DOCUMENT SEGMENT
BEGIN
Additionally, in an enclosed environment , combustion would reduce the available oxygen in the room eventually resulting in hypoxia.

 Hypoxia is a state of oxygen deficiency in the blood, tissues, and cells sufficient to cause an impairment of body functions. Anything that impedes the arrival or utilization of oxygen to the cell places the body in a hypoxic state. All cells require oxygen to function. The central nervous system (made up of the brain and spinal cord) demands a great deal of oxygen (approximately 20 percent of all oxygen that you inhale feeds the brain). If the oxygen supply to the body is reduced, the brain will be one of the first organs to be affected, with the higher reasoning portions of the brain showing degraded function first. This means that judgment and cognitive skills diminish from the very start. There are many conditions that can interrupt the normal flow of oxygen to the cells.

If you are fortunate, you will feel giddy from the lack of oxygen to your brain.  If you miss the symtoms, you may just pass out.
END
DATA FOR ANALYSIS
BEGIN
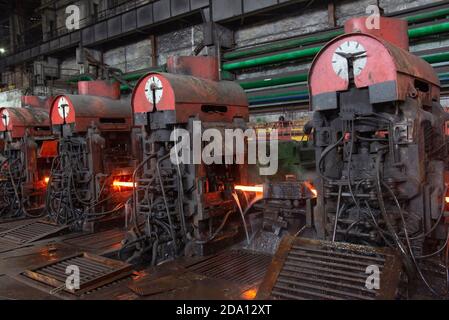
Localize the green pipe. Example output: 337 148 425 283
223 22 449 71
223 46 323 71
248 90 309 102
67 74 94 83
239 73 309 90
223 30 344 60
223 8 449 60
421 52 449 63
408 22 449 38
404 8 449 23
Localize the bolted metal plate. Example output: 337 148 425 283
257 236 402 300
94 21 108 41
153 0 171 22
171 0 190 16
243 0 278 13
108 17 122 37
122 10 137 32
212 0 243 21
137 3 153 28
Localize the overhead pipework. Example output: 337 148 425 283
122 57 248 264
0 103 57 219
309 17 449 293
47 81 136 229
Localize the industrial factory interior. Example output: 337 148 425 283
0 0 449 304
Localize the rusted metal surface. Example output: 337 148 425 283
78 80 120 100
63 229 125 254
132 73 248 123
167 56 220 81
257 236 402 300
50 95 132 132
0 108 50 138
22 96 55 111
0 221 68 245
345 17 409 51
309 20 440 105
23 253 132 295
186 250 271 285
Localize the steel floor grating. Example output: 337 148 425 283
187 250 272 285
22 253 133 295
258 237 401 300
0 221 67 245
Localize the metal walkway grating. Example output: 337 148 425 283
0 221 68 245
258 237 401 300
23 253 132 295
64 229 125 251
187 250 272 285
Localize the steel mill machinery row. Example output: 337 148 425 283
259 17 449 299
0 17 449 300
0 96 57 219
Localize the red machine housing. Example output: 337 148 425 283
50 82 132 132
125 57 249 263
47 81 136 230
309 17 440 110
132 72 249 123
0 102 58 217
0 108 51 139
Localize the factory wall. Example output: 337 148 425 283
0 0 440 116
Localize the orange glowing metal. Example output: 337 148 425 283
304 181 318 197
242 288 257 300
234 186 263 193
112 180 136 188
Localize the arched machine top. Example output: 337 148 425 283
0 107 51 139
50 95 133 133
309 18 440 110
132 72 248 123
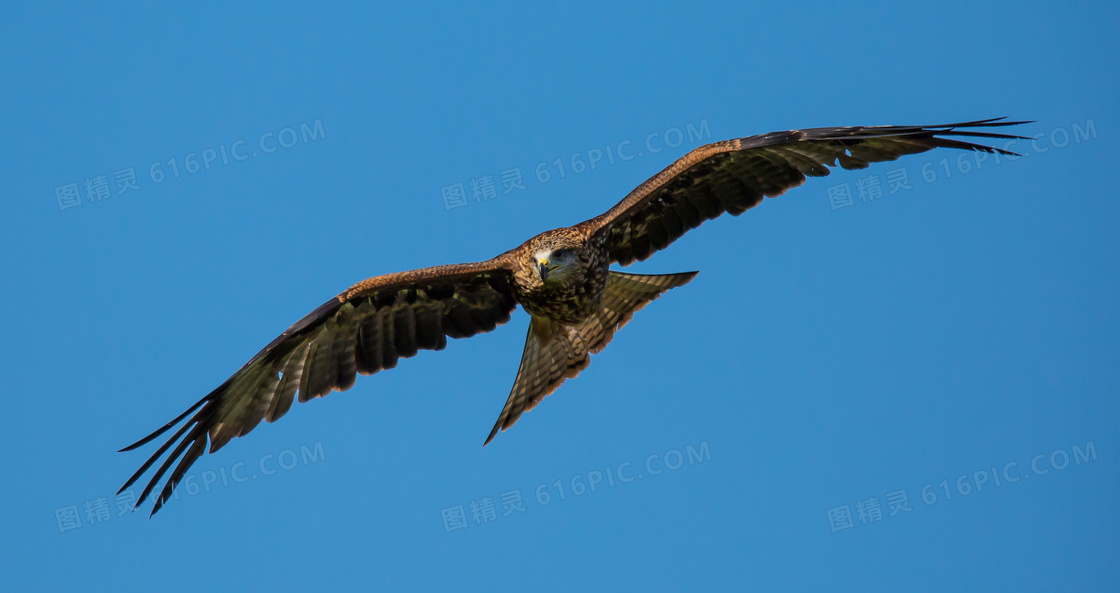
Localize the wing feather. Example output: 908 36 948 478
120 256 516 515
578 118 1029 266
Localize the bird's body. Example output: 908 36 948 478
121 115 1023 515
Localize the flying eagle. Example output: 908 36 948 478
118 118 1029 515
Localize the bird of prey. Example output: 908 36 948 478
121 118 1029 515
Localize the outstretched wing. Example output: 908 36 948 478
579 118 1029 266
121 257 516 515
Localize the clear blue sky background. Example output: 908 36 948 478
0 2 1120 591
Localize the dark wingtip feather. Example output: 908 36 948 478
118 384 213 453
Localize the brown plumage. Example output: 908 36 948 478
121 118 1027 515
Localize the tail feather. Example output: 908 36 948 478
END
WORK INSTRUCTIONS
1/ Answer from the passage on hypoxia:
(a) About what percentage of inhaled oxygen feeds the brain?
(b) Which portions of the brain show degraded function first when oxygen supply is reduced?
(c) In an enclosed environment, what does combustion reduce?
2/ Extend the passage on hypoxia with a further paragraph that picks up after its final sentence.
The records have no connection to the passage on hypoxia.

ANSWERS TO THE TASKS
1/
(a) Approximately 20 percent.
(b) The higher reasoning portions of the brain.
(c) The available oxygen in the room.

2/
  1. Signs of hypoxia can be detected in an individual by an observer. Signs aren’t a very effective tool for hypoxic individuals to use to recognize hypoxia in themselves. Symptoms of hypoxia are the sensations a person can detect while in a hypoxic state. Personal symptoms of hypoxia are as individual as the person experiencing them. A group of people who are hypoxic will, a majority of the time, get the same symptoms. However, the symptoms will appear in a different order and in varying intensities. The greatest benefit in hypoxia training in an altitude chamber is that the order and the intensity of your symptoms will usually remain constant over the years. Therefore, familiarity with one’s own hypoxia “signature” will facilitate the recognition of a hypoxic state during flight.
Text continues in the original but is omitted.